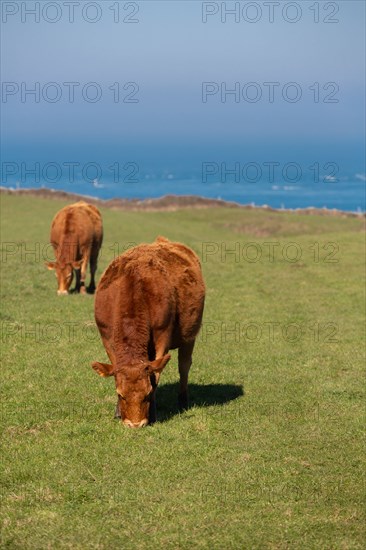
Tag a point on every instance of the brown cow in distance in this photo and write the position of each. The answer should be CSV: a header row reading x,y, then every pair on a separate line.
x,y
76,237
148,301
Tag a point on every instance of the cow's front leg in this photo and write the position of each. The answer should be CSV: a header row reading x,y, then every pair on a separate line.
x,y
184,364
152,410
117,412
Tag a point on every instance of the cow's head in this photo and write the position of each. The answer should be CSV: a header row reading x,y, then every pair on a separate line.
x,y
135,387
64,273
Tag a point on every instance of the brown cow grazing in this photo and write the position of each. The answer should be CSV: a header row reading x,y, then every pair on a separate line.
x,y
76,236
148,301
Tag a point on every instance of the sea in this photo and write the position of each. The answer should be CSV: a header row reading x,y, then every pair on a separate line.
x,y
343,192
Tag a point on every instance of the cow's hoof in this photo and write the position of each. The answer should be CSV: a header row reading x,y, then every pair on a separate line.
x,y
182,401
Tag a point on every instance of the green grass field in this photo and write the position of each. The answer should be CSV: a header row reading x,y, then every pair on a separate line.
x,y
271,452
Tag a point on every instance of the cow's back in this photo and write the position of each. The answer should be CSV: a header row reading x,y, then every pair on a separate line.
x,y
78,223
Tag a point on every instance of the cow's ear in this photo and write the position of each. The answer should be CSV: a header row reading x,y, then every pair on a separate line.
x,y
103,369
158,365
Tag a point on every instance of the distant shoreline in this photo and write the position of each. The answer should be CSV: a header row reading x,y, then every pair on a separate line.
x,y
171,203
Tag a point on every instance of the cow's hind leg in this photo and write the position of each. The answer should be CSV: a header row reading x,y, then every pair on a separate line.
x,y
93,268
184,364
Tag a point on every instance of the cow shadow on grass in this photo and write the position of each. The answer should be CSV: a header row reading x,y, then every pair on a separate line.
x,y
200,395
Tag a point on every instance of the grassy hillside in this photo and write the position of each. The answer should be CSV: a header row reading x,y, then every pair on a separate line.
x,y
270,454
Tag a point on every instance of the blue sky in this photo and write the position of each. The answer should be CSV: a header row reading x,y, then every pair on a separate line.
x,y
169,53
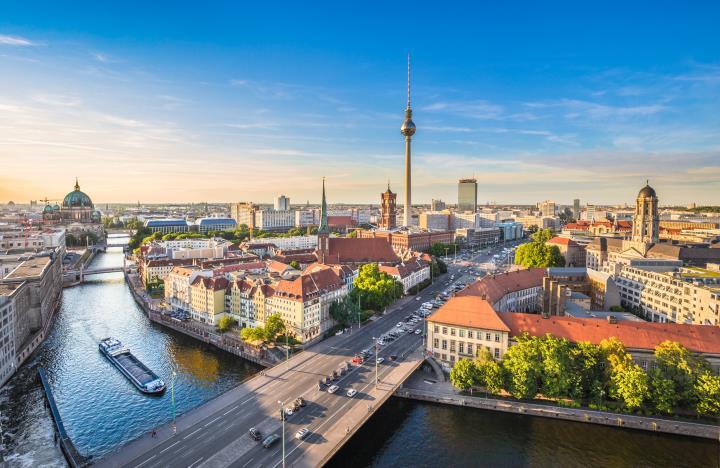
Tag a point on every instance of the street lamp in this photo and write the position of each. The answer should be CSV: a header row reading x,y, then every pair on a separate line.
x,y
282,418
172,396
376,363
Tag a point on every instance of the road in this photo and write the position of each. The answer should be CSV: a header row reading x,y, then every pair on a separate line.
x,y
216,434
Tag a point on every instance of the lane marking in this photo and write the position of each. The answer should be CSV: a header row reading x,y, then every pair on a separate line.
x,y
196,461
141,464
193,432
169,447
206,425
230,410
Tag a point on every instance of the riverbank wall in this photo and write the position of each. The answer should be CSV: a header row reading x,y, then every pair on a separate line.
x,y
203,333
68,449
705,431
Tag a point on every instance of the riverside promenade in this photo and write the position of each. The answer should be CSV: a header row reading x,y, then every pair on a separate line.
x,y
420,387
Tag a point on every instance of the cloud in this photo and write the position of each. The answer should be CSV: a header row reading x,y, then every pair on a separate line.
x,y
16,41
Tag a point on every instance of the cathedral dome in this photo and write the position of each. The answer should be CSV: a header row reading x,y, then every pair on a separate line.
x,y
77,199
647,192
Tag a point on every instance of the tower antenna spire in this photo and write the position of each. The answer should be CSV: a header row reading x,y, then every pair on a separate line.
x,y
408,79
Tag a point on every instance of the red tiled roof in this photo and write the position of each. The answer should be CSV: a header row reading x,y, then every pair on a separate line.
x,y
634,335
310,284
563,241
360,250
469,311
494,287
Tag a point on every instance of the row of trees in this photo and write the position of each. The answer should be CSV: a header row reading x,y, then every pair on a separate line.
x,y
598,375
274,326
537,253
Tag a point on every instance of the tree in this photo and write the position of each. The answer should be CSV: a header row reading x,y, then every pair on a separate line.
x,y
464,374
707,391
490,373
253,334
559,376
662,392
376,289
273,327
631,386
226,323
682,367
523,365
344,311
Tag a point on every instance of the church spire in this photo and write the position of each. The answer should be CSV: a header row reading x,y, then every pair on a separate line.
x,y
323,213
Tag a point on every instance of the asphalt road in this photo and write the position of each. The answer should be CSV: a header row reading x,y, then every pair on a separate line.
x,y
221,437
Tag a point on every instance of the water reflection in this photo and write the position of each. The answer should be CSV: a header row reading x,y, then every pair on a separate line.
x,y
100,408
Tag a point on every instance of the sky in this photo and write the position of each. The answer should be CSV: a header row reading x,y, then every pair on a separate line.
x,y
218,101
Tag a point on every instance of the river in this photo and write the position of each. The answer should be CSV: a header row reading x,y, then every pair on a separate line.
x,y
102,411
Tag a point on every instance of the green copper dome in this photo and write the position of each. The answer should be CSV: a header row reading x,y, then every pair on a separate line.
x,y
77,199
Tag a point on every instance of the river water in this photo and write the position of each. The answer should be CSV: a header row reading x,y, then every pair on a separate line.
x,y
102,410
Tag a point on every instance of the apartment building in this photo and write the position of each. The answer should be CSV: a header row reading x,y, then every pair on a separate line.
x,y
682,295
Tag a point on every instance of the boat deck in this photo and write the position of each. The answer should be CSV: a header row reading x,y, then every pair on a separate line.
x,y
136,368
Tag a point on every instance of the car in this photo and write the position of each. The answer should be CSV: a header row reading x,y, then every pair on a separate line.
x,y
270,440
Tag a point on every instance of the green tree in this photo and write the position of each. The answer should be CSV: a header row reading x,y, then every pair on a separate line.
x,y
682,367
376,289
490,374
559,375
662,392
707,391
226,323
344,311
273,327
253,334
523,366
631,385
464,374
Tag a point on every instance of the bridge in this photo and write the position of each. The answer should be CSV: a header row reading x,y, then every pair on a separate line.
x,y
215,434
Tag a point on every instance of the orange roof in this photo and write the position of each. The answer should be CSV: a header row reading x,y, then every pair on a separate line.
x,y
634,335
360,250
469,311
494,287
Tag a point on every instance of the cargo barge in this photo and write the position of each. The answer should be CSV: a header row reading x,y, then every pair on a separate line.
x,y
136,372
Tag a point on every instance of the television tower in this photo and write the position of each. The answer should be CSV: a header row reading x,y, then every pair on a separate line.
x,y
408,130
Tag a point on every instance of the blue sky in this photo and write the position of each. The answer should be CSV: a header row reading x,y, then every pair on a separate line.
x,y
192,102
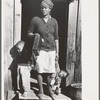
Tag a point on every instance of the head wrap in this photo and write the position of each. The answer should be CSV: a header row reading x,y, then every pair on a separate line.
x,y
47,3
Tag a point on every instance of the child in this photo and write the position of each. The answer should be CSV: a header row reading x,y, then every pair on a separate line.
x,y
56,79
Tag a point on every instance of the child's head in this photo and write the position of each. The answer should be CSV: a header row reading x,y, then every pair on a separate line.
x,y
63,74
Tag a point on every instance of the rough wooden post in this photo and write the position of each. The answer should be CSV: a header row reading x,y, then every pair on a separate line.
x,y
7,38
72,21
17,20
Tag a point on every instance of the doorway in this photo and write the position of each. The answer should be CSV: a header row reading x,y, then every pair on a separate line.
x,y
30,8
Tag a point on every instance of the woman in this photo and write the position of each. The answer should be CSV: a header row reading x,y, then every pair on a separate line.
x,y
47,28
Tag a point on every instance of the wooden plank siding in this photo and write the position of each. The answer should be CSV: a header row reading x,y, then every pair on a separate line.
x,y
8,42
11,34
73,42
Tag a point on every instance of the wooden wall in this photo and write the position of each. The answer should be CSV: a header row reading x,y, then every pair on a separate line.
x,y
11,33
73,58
--
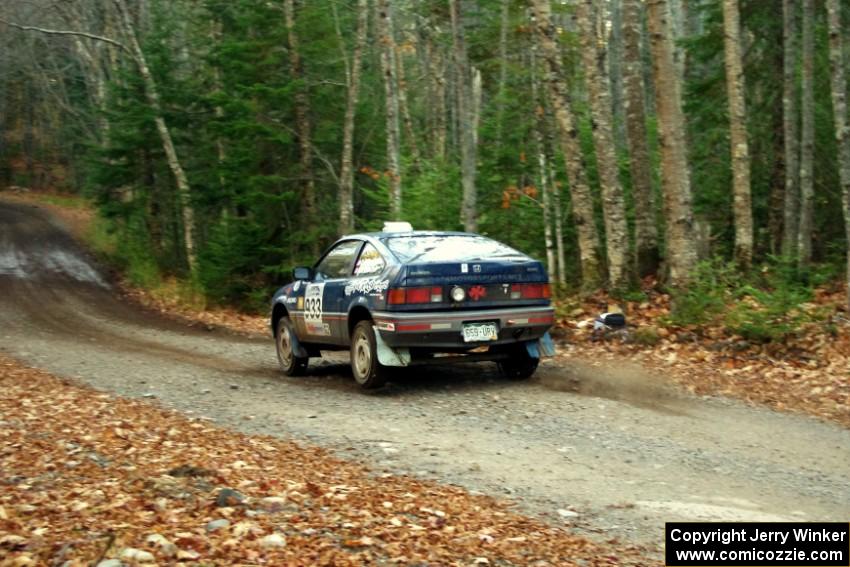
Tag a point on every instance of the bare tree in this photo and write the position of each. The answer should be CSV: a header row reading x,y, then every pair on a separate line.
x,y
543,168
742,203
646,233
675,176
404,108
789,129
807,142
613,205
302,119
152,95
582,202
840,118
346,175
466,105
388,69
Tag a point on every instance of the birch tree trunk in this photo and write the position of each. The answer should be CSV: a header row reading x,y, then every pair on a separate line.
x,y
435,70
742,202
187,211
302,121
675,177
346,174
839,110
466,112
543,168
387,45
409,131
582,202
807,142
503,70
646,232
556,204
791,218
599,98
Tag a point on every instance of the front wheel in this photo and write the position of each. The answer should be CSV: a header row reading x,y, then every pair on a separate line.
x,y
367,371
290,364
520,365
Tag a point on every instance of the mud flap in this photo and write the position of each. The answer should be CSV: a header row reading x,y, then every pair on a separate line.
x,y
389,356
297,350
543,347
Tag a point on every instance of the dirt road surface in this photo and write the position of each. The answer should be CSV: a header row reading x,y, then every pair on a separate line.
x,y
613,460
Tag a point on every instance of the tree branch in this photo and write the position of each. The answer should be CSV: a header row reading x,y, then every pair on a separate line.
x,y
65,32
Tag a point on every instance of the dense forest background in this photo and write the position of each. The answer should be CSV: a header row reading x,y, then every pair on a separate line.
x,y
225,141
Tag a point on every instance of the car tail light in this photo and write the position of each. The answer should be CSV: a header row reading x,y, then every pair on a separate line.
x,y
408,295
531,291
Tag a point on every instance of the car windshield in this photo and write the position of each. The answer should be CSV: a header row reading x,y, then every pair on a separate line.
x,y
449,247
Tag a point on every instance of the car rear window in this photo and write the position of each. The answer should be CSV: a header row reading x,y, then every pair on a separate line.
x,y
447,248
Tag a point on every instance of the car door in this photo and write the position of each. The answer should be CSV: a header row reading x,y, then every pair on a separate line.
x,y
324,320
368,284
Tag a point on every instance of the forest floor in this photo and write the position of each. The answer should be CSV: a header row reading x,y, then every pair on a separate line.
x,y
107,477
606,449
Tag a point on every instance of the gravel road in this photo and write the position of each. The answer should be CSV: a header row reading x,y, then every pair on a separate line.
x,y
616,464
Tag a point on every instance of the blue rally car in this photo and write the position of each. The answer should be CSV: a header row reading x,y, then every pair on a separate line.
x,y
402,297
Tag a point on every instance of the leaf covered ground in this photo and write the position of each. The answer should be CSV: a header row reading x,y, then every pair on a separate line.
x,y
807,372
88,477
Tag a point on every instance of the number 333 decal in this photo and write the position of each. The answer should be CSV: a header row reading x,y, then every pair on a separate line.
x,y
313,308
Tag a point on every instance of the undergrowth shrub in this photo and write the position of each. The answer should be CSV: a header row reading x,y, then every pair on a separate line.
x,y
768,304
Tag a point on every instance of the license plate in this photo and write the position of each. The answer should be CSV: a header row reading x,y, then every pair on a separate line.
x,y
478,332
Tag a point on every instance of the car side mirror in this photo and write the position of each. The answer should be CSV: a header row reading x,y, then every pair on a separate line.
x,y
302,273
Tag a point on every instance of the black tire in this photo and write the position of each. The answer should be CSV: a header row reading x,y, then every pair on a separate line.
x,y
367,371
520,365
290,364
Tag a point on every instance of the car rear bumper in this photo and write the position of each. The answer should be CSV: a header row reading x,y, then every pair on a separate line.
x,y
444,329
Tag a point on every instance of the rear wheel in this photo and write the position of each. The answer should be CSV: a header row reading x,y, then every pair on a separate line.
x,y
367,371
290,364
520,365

Prompt => Show every line from both blocks above that contains the word "brown".

Answer to this task =>
Tag a point on every instance of the brown cow in distance in this photo and write the position of each. The answer should be CSV: a header row reading x,y, then every pair on a separate line.
Tag a point on every instance of the brown cow grazing in this photo and write the position of each. The answer should be CSV: a header row reading x,y, then every pair on a separate line.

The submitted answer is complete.